■ To do ■
The answer must consist of every line in the data below that holds the word "each".

■ Provided data ■
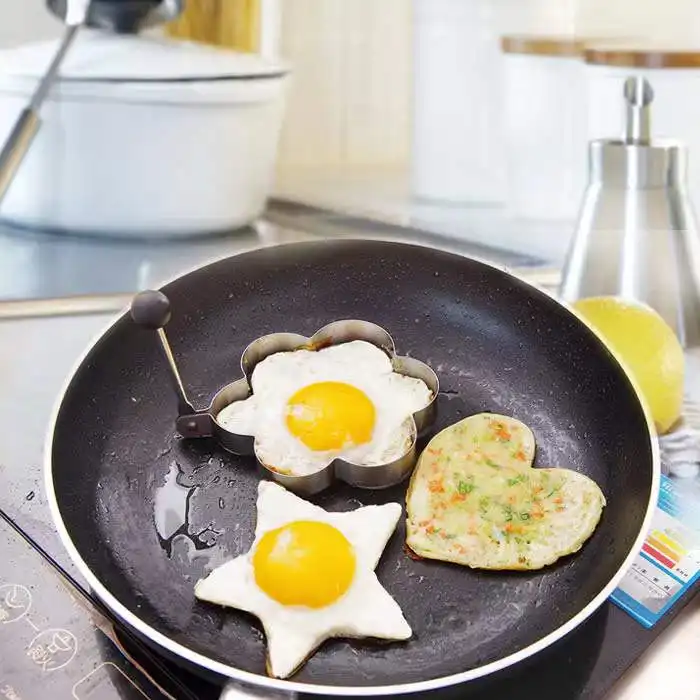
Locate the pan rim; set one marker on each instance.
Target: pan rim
(246, 677)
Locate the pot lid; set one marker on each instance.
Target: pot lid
(98, 56)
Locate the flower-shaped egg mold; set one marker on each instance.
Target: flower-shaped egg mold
(152, 310)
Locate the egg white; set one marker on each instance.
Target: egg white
(294, 632)
(395, 397)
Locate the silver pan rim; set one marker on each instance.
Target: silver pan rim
(264, 682)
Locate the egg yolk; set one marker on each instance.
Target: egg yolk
(330, 415)
(304, 563)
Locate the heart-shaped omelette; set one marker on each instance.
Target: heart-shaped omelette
(475, 499)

■ Solution for this exercise ■
Locate the pan rim; set one marker on each instance.
Locate the pot lid; set one marker on each instance.
Locate the flower-shaped egg mold; set one marker on each instance.
Locate the egg white; set one marker on each instance.
Locate the silver pan rim; set one marker on each instance.
Locate the egg yolk; set one marker on each instance.
Locate the heart-shaped omelette; set one marker on each instance.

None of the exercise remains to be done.